ARBEITSANWEISUNG 1 -> Zählen Sie, wie viele der Zeilen unterhalb des Textauszugs die Zeichenfolge "dome" enthalten, wobei Groß- und Kleinschreibung zu beachten ist. Nennen Sie ausschließlich die Zahl.

VORLIEGENDER TEXTAUSZUG ->
○ ○ ○ ○ ○
# Was ist die beste Montage für Schleien??????



## Porten1407 (5. April 2001)

Bitte sagt mir gute montagen.


----------



## TommyD (5. April 2001)

Hi
Also erstmal muss ich wissen was für ein gewässer besonders die Tiefe und der grund.
Dann willst du auf grund ,Pose angeln oder ist es dir egal?
Wenn du das geschrieben hast kann ich dir helfen.Gruß:     TommyD


----------



## Porten1407 (5. April 2001)

Das Gewässer ist etwa 2meter tief und der grund ist einbißchen schlammig!


----------



## TommyD (5. April 2001)

Hi 
In deinem fall würde ich es mit der Posenmontage versuchen schlanke vorgebleite posen und bleie nah an der Pose nur unten eines als anker so max 30 cm vom haken entvernt. So das der Fisch rumspielen kann am platz bleibt aber keinen großen wiederstand spürt.Gruß:     TommyD


----------



## JohannesG (6. April 2001)

Hallo Porten,
wenn es keine (Unter-)Strömung im Gewässer gibt, dann würde ich wie TommyD mit Waggler fischen und dabei das Vorfach aufliegen lassen. Ab und zu solltst Du den Köder im Wasser ein Stück heranzupfen, (nicht nur) die Schleien mögen das.
Wenn aber die Montage wegen Unter-Strömung treibt, dann mußt Du auf Grund gehen.Gruß,
  Johannes


----------



## TinkaTinka (6. April 2001)

Hallo !
Beide Montagen sind geeignet, das Fischen mit Wagglern ist bei Wind für Ungebbte eswas schwierig, würde ich aber vorziehen---möglichst leicht fischen.
Der Futterkorb sollte nich groß sein, so ca. wie ne Filmdose und ohne Blei montiert werden, snft einwerfen, alternativ mit Tirolerhölzel fischen und von Hand füttern.
Nicht zu viel werfen, da die Fische in dem flachen Wasser leicht gestört werden, liebr Futter verwende, daß länger vorhält ( Partikel/Leben )
Gruß Achim


----------



## Raver0008 (6. April 2001)
○ ○ ○ ○ ○
Bildannotations-Datensätze ->

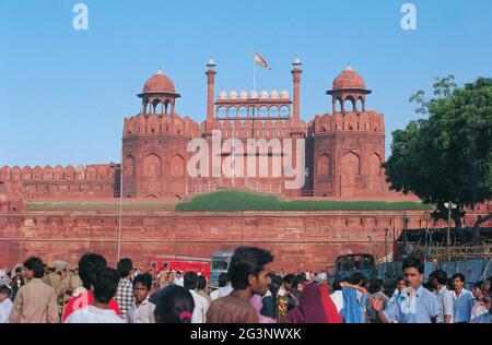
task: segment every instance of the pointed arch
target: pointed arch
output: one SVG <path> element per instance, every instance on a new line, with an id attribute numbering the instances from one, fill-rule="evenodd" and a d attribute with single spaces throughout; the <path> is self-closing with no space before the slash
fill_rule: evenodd
<path id="1" fill-rule="evenodd" d="M 331 176 L 331 157 L 328 153 L 321 154 L 318 162 L 319 176 Z"/>
<path id="2" fill-rule="evenodd" d="M 179 154 L 175 154 L 173 159 L 171 159 L 171 176 L 172 177 L 185 176 L 185 159 Z"/>
<path id="3" fill-rule="evenodd" d="M 342 174 L 348 176 L 361 175 L 361 157 L 353 151 L 349 151 L 342 157 Z"/>
<path id="4" fill-rule="evenodd" d="M 151 153 L 143 158 L 143 177 L 161 177 L 162 159 L 156 154 Z"/>
<path id="5" fill-rule="evenodd" d="M 382 160 L 377 153 L 373 153 L 370 157 L 370 176 L 382 176 Z"/>

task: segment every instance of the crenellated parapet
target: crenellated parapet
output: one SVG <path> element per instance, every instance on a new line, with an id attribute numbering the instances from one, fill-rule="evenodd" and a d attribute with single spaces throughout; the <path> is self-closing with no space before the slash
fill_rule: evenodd
<path id="1" fill-rule="evenodd" d="M 45 167 L 3 166 L 0 169 L 0 181 L 3 182 L 56 182 L 56 181 L 106 181 L 115 179 L 115 168 L 109 164 L 92 164 L 74 168 L 71 165 L 62 167 L 50 165 Z"/>
<path id="2" fill-rule="evenodd" d="M 139 114 L 125 118 L 124 138 L 163 134 L 197 138 L 200 135 L 200 126 L 189 117 L 181 118 L 177 114 L 173 116 Z"/>
<path id="3" fill-rule="evenodd" d="M 385 116 L 375 110 L 317 115 L 309 122 L 315 135 L 338 132 L 361 132 L 385 135 Z"/>

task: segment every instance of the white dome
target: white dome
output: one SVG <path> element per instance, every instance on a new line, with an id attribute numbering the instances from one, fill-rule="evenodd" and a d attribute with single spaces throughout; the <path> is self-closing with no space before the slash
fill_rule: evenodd
<path id="1" fill-rule="evenodd" d="M 237 92 L 234 88 L 229 93 L 229 99 L 237 99 Z"/>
○ ○ ○ ○ ○
ARBEITSANWEISUNG 2 -> Wiederholen Sie aus dem Textauszug wortgetreu die Passage von "Dann willst du" bis einschließlich "ist einbißchen schlammig!".

MUSTERLÖSUNG 1 -> 2

MUSTERLÖSUNG 2 ->
Dann willst du auf grund ,Pose angeln oder ist es dir egal?
Wenn du das geschrieben hast kann ich dir helfen.Gruß:     TommyD


----------



## Porten1407 (5. April 2001)

Das Gewässer ist etwa 2meter tief und der grund ist einbißchen schlammig!